_Quoted passage_.
>> start

The amount is related to advisory and consulting fees incurred during the period. Of the amount owing at November 30, 2015, $30,000
was settled on April 12, 2016, by issuing 111,112 shares of the Company’s common stock at $0.27 per share.
k)
As of November 30, 2016, the Company owed $79,385 (November 30, 2015 - $nil) to a company that is a significant shareholder of
the Company. The amount is related to cost of revenue incurred during the period.
l)
On November 21, 2014, the Company entered into an Agreement of Conveyance, Transfer and Assignment of Assets and Assumption of
Obligations with directors of the Company. Pursuant to the agreement, the Company transferred all assets and business operations
associated with hexagon fishing nets to the directors of the Company. In exchange, the directors of the Company agreed to cancel
24,438,333 shares in the Company and assume and cancel all liabilities relating to the Company’s former business, including
officer loans amounting to $100,814. A director of the Company retained 361,667 shares of common stock in the Company. In consideration
for the cancellation of amounts due to officer and the return of the shares, the Company issued a $25,000 promissory note to the
director of the Company. Refer to Note 5(a). As a result of the forgiveness of the loans and cancellation of stock, the Company
recognized $75,814 as a contribution to capital.

>> end

Revise the part of the financial note that opens with "The amount is related to advisory" and closes with "at $0.27 per share.", writing "repaid" in place of "settled". The extracted records play no part in the work here.

(Extracted records)
>> start

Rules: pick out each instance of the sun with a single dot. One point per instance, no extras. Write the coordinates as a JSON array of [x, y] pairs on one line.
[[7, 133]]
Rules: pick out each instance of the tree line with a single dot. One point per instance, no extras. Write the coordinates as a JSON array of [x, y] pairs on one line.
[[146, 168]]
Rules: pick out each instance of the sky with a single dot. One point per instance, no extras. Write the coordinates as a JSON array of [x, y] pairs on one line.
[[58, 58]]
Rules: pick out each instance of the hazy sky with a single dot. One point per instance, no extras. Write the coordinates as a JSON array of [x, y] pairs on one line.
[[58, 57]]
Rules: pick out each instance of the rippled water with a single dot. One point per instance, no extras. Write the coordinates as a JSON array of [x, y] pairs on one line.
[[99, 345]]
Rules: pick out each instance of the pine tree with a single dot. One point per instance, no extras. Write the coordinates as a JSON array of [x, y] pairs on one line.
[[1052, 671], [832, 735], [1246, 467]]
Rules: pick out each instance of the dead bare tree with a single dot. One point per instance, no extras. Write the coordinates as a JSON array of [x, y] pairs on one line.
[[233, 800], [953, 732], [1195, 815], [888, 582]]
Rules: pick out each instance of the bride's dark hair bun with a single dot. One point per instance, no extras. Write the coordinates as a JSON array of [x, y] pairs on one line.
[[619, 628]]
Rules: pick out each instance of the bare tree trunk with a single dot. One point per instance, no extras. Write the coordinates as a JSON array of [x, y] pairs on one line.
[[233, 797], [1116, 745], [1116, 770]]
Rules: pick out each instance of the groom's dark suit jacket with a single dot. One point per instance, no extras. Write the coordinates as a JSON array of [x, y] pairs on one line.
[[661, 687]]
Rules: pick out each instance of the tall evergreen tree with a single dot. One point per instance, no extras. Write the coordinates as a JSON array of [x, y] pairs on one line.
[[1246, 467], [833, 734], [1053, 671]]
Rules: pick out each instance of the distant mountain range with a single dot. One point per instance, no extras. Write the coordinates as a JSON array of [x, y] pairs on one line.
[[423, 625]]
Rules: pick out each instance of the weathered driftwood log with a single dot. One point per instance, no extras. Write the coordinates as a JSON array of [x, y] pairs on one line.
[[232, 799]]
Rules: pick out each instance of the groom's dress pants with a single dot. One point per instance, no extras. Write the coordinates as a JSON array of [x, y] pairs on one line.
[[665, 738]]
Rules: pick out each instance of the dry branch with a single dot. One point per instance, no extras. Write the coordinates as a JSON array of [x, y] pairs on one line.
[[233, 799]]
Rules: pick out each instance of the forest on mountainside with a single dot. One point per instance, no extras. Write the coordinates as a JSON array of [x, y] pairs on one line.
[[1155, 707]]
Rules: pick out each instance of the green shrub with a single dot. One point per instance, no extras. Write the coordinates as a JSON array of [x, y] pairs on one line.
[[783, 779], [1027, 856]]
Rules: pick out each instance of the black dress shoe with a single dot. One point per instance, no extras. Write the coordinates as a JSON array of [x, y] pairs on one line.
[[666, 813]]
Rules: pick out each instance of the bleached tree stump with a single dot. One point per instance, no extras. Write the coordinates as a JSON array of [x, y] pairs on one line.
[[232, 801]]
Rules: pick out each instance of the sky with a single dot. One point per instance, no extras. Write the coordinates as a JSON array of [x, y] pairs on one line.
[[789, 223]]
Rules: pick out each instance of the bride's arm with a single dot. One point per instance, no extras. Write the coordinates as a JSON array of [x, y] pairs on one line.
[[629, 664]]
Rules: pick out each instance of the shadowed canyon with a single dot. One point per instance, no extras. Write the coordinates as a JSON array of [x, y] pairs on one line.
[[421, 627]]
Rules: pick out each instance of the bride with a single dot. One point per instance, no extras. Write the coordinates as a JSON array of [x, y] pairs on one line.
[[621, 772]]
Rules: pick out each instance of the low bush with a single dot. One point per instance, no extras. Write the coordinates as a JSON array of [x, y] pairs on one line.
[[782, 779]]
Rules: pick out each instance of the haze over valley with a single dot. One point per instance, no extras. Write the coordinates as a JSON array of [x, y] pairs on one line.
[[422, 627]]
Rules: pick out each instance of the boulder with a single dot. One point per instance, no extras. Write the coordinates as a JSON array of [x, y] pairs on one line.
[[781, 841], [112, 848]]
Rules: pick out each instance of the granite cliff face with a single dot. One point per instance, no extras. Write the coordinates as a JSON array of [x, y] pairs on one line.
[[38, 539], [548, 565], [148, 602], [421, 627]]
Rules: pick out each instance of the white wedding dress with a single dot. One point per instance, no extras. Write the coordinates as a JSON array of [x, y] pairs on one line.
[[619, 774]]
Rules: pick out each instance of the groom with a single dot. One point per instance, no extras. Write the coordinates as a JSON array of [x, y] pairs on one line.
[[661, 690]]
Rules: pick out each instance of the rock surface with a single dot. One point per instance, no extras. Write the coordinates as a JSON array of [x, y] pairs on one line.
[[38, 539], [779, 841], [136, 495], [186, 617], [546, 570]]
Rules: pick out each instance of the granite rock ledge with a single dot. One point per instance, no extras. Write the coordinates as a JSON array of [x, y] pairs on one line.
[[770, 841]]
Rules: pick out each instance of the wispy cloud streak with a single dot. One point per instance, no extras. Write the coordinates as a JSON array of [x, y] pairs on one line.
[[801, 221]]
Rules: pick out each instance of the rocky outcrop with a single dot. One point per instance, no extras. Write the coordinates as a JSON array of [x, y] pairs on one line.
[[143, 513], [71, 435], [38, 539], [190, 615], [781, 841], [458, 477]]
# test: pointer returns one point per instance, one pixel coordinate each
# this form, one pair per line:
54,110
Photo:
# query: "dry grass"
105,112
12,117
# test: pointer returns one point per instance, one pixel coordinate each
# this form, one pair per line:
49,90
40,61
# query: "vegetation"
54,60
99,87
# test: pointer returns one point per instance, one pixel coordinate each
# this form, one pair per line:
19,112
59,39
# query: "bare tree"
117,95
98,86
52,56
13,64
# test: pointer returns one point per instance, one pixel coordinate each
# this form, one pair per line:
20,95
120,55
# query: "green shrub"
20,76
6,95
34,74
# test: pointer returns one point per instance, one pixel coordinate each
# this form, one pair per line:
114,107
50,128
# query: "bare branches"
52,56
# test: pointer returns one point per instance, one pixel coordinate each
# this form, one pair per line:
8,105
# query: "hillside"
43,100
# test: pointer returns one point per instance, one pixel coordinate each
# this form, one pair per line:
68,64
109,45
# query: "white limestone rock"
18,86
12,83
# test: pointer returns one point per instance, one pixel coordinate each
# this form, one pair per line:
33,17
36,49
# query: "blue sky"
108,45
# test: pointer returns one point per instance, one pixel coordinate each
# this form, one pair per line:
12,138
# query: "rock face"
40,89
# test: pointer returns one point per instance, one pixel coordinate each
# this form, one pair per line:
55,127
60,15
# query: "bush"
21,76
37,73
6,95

>> end

_Full solution_.
The amount is related to advisory and consulting fees incurred during the period. Of the amount owing at November 30, 2015, $30,000
was repaid on April 12, 2016, by issuing 111,112 shares of the Company’s common stock at $0.27 per share.